▶ **Texte fourni**
◇ ◇ ◇

A ce titre, le style Kenjiro Suzuki pourrait être qualifié de « déclaration d’amour » à l’art tailleur parisien. On trouve chez lui, l’obsession maniaque de dessiner autour du client une silhouette structurée et nette qui élance et amincit à l’aide des tissus les plus luxueux du marché (Zegna, Loro Piana, Drapers, Caccioppoli, Holland & Sherry).
 
Mais on trouve aussi au 38 rue de Penthièvre, tous les codes habituels de l’excellence parisienne : bien sûr, le cran de revers parisien, dont l’angle d’ouverture demande une connaissance technique et du goût ; la fine boutonnière milanaise qui le décore ainsi qu’une épaule montée légèrement en « pagode ».

◇ ◇ ◇

▶ **Entrées de données enregistrées**
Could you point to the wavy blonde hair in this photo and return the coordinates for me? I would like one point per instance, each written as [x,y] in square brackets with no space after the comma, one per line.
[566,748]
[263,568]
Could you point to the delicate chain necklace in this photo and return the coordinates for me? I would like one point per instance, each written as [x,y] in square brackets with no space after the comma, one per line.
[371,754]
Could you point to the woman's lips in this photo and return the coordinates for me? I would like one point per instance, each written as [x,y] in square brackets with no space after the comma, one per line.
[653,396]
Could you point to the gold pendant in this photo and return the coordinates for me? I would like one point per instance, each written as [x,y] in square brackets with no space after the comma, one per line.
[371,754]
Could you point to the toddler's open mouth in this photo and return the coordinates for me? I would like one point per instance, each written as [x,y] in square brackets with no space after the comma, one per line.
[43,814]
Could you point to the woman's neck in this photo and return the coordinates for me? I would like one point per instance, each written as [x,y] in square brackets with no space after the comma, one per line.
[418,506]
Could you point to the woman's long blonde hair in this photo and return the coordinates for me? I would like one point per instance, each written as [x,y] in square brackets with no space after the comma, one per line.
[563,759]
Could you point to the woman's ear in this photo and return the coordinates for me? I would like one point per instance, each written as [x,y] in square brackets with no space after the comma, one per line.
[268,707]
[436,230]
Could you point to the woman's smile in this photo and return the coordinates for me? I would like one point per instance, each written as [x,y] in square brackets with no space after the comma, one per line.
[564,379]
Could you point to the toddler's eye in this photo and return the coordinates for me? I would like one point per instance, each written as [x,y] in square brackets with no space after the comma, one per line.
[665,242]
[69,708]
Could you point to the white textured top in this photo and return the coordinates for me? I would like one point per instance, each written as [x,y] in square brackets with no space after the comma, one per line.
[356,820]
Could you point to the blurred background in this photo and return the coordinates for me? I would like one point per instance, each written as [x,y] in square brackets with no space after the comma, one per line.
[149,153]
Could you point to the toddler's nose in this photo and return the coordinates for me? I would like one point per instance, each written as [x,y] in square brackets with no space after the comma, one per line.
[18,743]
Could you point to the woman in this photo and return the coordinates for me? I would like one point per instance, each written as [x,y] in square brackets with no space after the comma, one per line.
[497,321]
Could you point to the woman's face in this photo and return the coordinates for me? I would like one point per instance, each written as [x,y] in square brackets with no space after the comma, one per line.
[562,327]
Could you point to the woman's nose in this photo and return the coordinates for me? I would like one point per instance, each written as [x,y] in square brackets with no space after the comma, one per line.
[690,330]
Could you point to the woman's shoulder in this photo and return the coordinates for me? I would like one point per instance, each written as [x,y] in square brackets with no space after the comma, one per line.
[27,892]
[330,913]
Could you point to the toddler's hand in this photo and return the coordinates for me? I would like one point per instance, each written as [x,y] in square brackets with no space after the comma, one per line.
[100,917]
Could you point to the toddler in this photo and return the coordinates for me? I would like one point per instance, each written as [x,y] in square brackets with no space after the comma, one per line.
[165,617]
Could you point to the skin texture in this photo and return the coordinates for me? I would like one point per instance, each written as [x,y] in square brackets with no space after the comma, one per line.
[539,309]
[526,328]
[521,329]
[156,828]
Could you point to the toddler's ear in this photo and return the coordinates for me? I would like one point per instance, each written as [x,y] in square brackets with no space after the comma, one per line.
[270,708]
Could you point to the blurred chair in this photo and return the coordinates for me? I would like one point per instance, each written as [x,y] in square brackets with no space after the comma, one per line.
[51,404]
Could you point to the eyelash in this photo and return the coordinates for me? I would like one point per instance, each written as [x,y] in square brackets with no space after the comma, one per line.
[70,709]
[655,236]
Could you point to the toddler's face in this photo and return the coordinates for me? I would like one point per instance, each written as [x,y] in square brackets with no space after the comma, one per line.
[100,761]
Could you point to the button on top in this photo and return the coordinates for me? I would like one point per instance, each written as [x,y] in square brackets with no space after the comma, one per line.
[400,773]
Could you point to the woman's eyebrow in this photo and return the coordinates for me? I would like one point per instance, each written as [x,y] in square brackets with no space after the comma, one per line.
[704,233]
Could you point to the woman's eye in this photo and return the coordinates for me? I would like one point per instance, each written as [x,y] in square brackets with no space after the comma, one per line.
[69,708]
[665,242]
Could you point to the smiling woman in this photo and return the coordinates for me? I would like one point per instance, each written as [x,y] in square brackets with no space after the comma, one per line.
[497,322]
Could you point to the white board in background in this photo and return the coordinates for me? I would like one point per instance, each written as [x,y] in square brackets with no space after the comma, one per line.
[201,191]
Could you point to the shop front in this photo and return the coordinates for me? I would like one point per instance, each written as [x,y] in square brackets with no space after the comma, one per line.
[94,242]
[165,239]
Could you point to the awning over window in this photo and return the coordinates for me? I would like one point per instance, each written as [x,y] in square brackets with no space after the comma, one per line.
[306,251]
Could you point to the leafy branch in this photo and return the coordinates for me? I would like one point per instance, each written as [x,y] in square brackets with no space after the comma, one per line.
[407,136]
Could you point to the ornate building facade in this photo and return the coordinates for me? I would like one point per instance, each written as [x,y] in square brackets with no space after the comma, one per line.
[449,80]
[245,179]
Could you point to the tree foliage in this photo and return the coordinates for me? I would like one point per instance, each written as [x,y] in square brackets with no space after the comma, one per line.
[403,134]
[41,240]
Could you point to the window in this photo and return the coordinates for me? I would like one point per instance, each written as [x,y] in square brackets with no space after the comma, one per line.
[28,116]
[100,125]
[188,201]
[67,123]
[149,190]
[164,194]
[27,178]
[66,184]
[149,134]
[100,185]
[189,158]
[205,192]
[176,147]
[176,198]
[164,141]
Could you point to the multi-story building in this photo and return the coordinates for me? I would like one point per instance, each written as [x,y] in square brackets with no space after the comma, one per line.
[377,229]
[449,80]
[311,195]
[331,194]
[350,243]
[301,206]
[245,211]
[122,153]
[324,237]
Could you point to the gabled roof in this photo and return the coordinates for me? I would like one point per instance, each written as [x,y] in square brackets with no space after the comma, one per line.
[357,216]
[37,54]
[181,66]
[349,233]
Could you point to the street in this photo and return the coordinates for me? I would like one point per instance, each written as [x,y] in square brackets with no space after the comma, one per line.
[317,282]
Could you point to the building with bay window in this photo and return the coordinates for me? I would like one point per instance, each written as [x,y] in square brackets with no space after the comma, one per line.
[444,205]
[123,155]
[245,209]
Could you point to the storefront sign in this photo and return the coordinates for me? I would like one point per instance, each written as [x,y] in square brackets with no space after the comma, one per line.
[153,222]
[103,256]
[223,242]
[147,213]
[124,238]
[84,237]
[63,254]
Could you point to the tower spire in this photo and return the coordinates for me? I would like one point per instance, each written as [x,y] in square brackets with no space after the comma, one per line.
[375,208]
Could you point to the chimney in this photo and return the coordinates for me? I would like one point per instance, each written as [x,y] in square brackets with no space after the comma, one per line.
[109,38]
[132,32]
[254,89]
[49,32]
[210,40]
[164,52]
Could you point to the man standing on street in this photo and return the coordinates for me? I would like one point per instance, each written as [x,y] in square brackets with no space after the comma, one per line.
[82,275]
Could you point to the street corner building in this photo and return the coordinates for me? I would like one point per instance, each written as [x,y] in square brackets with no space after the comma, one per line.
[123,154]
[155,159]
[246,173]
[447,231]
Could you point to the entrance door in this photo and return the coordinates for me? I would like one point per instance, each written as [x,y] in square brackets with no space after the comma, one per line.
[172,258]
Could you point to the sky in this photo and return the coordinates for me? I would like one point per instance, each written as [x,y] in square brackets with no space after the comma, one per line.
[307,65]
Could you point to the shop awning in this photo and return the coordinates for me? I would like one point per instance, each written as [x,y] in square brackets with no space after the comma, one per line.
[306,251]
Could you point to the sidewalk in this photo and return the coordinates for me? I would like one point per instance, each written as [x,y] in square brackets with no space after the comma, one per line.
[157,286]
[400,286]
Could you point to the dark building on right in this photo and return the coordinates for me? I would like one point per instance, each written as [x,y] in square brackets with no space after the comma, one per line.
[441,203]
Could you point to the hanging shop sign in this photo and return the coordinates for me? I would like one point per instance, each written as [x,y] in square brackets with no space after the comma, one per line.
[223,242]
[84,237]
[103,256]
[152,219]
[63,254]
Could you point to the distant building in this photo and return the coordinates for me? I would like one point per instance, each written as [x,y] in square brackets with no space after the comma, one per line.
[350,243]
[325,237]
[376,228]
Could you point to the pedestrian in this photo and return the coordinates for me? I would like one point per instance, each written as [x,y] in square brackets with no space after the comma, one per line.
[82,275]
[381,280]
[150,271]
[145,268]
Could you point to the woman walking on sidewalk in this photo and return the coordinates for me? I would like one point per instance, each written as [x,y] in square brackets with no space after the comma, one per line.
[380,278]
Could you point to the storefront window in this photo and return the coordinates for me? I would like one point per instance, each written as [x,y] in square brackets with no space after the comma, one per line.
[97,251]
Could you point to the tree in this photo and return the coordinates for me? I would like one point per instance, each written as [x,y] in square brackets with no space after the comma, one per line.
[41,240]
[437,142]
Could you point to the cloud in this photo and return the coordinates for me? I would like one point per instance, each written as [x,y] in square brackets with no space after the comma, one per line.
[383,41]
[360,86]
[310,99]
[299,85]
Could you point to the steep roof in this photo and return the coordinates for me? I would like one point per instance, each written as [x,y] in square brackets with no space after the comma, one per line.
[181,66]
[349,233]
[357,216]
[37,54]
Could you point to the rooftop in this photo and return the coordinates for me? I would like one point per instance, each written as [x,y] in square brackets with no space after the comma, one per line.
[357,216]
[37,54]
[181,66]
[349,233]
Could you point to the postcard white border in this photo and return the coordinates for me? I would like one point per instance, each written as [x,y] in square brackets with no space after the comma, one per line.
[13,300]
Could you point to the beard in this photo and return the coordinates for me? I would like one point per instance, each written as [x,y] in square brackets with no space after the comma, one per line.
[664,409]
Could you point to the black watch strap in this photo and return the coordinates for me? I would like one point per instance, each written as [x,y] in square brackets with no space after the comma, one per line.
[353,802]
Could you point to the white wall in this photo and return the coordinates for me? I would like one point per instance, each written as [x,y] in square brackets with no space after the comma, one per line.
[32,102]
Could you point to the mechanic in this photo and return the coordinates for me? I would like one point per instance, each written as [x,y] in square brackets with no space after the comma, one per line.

◇ ◇ ◇

▶ **Consignes de l'exercice**
(A) Réécrivez le passage du texte sur le style Kenjiro Suzuki qui commence par « A ce titre, le » et se termine par « Holland & Sherry). », en changeant « luxueux » en « prestigieux ».
(B) Rédigez la suite du texte sur le style Kenjiro Suzuki à partir de sa dernière phrase.

▶ **Résultats par consigne**
(A)
A ce titre, le style Kenjiro Suzuki pourrait être qualifié de « déclaration d’amour » à l’art tailleur parisien. On trouve chez lui, l’obsession maniaque de dessiner autour du client une silhouette structurée et nette qui élance et amincit à l’aide des tissus les plus prestigieux du marché (Zegna, Loro Piana, Drapers, Caccioppoli, Holland & Sherry).

(B)
Cependant, il serait très réducteur de considérer que le style de Kenjiro Suzuki se borne à une copie pure et simple du style parisien classique. C’est avec beaucoup de goût que le tailleur n’a cessé de travailler à assouplir un style souvent critiqué comme trop sérieux et très conservateur.

Pour Suzuki, une veste se doit d’être souple ; et ses épaules doivent avoir le moins d'épaulettes possible, comme à Naples ! D’ailleurs, Kenjiro Suzuki ne rechigne pas à réaliser la fameuse épaule napolitaine -l’épaule chemise- pour ses clients qui en exprime l’envie.
 
D’un point de vue strictement esthétique, le style Suzuki rend hommage à une ligne française de la Belle Époque (1880-1914), avec des vestes qui se boutonnent un peu plus bas que d’habitude et des revers tout en rondeur. En résulte un vêtement structuré mais souple, moderne mais empreint d’histoire… Une histoire, une culture et un savoir-faire bien français que Kenjiro Suzuki enseigne et défend à ses clients !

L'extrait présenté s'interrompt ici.